**Entries supplied**
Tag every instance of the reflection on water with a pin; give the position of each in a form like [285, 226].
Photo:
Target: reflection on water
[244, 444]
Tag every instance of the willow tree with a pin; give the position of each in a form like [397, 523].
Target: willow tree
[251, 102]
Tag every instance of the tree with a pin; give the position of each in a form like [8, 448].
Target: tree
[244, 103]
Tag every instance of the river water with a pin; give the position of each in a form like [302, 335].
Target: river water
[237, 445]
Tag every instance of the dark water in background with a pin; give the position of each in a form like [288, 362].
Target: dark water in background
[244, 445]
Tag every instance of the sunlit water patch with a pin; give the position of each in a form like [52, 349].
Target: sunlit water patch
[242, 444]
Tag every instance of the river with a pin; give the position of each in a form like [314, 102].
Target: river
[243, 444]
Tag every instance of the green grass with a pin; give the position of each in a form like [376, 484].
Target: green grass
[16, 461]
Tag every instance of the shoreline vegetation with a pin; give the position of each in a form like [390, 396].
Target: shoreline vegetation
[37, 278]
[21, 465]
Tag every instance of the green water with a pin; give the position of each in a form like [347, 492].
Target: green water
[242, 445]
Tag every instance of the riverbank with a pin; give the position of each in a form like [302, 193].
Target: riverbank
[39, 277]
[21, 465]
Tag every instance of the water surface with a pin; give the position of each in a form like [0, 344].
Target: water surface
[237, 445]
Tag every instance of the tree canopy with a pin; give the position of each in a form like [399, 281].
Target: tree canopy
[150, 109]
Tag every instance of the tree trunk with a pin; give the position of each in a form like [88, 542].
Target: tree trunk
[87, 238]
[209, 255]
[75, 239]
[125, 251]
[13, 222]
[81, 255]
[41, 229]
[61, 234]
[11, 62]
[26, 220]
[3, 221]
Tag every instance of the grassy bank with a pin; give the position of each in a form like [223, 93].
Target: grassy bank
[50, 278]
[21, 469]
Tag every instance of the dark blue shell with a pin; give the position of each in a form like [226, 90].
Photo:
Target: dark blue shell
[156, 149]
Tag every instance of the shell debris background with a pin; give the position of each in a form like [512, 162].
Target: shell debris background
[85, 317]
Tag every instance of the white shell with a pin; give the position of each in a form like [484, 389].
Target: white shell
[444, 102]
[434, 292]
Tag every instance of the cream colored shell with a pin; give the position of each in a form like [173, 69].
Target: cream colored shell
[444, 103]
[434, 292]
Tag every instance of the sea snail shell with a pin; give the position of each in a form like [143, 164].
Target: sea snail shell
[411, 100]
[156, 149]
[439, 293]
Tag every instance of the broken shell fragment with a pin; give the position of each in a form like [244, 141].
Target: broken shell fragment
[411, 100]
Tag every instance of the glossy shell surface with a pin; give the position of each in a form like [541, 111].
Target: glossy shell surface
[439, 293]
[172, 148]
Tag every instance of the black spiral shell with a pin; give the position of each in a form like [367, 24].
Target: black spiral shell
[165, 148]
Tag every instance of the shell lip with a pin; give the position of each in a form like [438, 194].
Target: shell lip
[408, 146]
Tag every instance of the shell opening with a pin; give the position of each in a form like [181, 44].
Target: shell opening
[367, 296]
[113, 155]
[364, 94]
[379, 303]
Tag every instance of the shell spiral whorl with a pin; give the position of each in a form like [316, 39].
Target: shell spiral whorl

**About this exercise**
Return every line of the listing above where "whorl" appears.

**Output for this task**
Tag every instance of the shell spiral whorl with a pin; give the position of each in a form like [316, 39].
Target: shell spiral whorl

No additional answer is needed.